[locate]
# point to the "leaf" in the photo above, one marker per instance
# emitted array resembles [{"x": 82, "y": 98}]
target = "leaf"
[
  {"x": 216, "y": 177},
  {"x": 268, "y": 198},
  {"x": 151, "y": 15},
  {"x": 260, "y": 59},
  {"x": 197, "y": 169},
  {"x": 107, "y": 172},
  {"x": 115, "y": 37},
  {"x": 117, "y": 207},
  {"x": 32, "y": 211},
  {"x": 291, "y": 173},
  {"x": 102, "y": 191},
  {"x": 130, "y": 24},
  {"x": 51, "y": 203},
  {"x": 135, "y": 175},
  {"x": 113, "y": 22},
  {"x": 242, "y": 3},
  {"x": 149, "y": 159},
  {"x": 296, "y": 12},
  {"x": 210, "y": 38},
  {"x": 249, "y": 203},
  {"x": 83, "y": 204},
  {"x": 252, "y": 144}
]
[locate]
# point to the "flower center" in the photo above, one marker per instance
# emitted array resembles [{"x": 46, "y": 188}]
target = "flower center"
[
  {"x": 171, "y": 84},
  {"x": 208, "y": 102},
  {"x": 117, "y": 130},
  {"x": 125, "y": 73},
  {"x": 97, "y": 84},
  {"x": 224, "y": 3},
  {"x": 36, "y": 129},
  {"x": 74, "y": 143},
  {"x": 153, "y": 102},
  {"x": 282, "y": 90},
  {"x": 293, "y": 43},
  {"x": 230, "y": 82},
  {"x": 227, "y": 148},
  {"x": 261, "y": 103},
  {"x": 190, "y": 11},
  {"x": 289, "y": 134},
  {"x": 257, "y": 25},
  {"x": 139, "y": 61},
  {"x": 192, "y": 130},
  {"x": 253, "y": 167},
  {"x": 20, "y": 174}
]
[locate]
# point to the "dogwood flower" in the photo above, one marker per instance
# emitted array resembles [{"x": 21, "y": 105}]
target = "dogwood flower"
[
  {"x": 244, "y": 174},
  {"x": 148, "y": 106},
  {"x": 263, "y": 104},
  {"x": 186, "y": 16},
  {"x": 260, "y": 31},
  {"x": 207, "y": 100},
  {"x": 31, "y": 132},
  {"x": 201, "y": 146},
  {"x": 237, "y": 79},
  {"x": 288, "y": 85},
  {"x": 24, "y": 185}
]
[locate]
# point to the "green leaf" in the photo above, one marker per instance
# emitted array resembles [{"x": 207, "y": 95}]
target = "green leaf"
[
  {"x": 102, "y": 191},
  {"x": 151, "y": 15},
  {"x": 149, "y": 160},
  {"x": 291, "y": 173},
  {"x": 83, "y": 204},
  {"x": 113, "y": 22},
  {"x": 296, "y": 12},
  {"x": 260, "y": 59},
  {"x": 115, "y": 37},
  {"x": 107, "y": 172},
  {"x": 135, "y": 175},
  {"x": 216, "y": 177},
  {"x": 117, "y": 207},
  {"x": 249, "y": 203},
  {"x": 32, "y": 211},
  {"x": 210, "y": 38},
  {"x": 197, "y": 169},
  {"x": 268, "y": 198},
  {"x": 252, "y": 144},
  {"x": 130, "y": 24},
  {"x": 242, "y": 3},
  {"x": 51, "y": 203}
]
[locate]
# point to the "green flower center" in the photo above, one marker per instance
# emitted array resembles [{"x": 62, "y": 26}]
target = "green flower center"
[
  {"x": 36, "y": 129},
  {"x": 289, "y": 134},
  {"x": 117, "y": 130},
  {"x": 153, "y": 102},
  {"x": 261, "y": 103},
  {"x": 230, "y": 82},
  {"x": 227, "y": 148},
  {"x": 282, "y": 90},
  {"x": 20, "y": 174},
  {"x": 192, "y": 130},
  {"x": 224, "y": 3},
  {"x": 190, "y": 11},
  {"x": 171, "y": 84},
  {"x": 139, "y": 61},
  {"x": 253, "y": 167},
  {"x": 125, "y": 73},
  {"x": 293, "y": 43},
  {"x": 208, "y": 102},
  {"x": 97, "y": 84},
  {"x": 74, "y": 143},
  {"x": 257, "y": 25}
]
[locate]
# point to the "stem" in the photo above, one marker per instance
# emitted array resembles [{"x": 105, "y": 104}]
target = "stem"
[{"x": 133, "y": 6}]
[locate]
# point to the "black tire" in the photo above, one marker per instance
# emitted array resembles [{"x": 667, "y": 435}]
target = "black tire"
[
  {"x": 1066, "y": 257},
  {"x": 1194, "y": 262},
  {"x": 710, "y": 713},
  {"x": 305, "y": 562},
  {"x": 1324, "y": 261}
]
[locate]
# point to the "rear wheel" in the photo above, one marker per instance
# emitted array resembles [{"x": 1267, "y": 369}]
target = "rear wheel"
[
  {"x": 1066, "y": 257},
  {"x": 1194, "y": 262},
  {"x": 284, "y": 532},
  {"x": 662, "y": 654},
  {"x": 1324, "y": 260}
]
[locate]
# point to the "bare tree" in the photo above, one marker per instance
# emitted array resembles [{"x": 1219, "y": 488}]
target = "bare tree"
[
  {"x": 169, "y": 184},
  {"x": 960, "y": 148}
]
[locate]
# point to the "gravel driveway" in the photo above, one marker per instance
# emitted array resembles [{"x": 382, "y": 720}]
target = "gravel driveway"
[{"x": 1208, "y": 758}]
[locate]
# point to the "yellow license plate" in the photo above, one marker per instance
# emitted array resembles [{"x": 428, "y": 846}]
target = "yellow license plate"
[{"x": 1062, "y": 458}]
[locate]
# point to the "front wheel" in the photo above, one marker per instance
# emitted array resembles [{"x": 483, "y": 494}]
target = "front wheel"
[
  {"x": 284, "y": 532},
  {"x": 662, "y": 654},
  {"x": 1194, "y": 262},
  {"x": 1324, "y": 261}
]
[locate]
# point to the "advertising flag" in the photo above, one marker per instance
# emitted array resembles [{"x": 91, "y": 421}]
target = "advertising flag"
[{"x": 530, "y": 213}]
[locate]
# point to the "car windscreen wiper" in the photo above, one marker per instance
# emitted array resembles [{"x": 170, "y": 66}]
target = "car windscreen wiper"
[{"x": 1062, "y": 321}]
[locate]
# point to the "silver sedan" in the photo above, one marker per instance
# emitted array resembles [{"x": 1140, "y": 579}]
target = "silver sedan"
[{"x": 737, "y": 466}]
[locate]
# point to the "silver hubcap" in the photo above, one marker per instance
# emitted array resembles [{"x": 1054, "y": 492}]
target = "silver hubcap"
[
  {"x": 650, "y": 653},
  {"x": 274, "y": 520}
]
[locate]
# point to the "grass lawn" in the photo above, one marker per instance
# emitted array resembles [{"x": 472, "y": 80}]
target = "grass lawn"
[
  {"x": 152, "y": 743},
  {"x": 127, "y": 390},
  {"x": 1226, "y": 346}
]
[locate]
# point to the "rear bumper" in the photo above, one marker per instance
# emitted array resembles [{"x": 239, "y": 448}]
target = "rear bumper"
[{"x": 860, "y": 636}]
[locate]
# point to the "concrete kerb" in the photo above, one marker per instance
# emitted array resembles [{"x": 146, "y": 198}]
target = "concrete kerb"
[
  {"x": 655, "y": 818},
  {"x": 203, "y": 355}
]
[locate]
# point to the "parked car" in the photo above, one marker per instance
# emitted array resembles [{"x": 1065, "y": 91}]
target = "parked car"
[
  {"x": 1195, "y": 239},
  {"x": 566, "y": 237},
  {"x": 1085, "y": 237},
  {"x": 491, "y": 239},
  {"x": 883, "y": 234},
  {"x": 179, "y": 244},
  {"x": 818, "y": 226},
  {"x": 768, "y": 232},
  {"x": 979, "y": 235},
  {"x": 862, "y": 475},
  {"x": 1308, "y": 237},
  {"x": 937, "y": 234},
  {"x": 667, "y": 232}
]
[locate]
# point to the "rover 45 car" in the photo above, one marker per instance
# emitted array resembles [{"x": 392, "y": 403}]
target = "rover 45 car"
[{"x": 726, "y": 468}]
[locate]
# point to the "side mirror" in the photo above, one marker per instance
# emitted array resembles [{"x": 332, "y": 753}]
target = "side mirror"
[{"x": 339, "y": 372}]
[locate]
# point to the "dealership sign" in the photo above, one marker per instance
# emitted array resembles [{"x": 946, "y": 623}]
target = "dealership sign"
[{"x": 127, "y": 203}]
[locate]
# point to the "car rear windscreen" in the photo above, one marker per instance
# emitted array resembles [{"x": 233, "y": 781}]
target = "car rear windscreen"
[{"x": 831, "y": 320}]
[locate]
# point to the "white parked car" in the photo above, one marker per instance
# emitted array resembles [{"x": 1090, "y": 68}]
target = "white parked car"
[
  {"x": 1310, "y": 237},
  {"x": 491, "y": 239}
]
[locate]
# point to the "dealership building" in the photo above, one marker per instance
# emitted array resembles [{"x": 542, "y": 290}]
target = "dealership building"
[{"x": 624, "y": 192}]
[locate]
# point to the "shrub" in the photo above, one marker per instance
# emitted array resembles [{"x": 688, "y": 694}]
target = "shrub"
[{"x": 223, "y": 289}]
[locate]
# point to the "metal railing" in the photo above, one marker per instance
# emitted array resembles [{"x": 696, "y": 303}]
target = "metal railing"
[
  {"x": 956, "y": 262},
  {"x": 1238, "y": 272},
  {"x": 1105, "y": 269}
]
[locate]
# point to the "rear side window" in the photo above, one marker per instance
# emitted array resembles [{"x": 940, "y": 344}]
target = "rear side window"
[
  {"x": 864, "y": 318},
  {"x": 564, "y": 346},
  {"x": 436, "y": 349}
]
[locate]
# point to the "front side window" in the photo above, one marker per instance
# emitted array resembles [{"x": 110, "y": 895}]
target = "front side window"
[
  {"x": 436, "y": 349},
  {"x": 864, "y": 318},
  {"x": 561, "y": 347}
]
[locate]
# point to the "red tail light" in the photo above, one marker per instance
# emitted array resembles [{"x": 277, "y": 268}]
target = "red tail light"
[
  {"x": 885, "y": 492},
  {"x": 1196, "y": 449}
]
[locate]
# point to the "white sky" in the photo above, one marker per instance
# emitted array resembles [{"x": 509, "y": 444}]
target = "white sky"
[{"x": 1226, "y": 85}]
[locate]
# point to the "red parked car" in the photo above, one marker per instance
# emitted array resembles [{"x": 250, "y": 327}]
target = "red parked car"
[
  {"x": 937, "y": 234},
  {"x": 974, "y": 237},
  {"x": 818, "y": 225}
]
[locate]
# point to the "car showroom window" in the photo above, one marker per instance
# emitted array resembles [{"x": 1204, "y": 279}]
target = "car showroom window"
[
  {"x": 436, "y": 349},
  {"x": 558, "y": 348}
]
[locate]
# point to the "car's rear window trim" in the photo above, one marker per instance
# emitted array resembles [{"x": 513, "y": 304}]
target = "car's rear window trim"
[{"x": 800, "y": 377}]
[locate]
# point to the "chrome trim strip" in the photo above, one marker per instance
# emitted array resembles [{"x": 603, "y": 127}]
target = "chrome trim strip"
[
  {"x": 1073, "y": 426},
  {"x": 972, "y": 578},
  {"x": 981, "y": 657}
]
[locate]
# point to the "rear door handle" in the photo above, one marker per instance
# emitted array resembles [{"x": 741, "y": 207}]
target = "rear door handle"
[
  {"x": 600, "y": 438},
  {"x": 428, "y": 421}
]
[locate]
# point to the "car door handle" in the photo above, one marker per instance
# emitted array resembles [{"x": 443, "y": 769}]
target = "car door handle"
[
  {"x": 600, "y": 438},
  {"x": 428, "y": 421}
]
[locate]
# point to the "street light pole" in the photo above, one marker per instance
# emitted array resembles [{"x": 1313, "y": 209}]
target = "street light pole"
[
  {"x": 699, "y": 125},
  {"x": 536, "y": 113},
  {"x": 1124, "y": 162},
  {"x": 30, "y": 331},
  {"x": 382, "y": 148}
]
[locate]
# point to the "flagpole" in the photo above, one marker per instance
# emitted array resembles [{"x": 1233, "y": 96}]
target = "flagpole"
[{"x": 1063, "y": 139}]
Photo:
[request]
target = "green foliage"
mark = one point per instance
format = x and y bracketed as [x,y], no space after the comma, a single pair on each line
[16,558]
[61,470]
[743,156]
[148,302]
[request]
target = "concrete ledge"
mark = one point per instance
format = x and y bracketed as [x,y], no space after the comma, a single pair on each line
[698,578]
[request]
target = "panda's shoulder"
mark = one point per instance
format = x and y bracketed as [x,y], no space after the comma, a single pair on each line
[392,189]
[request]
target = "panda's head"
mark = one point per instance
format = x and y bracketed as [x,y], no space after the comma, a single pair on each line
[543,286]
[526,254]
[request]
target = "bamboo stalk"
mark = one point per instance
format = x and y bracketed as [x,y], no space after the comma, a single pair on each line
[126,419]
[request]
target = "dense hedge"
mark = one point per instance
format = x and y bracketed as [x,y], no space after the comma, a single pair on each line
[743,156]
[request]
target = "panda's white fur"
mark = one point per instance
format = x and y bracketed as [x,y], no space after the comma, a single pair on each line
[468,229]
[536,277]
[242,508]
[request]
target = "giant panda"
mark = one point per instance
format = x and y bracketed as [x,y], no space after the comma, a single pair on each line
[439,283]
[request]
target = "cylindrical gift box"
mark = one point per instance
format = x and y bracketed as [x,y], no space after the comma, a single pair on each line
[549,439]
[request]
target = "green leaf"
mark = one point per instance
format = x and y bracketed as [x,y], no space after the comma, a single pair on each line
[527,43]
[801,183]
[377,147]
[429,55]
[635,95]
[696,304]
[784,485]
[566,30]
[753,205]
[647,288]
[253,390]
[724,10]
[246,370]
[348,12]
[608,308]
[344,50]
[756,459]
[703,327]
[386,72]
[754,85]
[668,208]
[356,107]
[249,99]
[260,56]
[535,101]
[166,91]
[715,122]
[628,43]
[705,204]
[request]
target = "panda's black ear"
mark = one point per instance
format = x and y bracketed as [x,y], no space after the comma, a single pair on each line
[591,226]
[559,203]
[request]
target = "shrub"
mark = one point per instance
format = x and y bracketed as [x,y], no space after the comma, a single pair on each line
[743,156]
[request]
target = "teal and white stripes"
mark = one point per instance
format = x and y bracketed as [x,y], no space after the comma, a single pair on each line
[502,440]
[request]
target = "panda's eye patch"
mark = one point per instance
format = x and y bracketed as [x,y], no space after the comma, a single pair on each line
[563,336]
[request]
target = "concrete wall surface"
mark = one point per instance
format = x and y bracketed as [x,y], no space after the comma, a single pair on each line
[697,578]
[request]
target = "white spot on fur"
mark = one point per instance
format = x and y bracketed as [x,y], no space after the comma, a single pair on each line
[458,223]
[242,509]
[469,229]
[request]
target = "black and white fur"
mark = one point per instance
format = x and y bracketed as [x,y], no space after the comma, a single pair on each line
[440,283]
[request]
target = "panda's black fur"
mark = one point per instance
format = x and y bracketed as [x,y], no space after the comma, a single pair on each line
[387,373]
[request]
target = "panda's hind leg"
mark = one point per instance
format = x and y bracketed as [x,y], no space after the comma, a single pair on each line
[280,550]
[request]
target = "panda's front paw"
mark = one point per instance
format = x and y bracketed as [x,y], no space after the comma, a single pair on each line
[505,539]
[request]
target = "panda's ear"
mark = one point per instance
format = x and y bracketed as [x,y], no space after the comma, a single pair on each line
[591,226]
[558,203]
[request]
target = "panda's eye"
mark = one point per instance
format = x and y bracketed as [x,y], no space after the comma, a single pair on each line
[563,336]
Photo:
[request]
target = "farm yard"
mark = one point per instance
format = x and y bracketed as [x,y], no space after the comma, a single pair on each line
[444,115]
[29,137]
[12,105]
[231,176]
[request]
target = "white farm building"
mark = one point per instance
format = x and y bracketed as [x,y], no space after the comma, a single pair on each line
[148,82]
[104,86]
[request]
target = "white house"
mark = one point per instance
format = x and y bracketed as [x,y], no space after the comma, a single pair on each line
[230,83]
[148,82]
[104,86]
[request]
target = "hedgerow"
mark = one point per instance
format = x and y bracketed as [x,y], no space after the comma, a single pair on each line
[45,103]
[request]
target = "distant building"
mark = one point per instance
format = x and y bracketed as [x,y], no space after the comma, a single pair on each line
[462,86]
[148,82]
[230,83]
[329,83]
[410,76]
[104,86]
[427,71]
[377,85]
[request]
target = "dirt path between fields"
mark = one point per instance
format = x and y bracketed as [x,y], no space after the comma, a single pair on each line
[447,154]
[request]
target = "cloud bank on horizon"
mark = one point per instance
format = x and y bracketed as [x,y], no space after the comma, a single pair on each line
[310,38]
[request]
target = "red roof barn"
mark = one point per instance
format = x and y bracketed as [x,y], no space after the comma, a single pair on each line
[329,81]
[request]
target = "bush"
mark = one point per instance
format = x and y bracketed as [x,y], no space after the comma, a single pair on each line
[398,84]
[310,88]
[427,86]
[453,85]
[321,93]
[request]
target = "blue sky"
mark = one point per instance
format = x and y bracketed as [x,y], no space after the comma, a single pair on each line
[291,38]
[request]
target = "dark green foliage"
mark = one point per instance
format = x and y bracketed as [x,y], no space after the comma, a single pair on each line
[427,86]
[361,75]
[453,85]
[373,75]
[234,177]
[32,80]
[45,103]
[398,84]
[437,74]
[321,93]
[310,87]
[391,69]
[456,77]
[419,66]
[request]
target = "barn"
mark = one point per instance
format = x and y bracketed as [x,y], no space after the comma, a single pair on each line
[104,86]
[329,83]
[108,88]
■ ■ ■ ■ ■
§ **What you should do**: Go over the listing above and return each line with "foliage".

§ **Reply**:
target = "green foliage"
target = "dark green foliage"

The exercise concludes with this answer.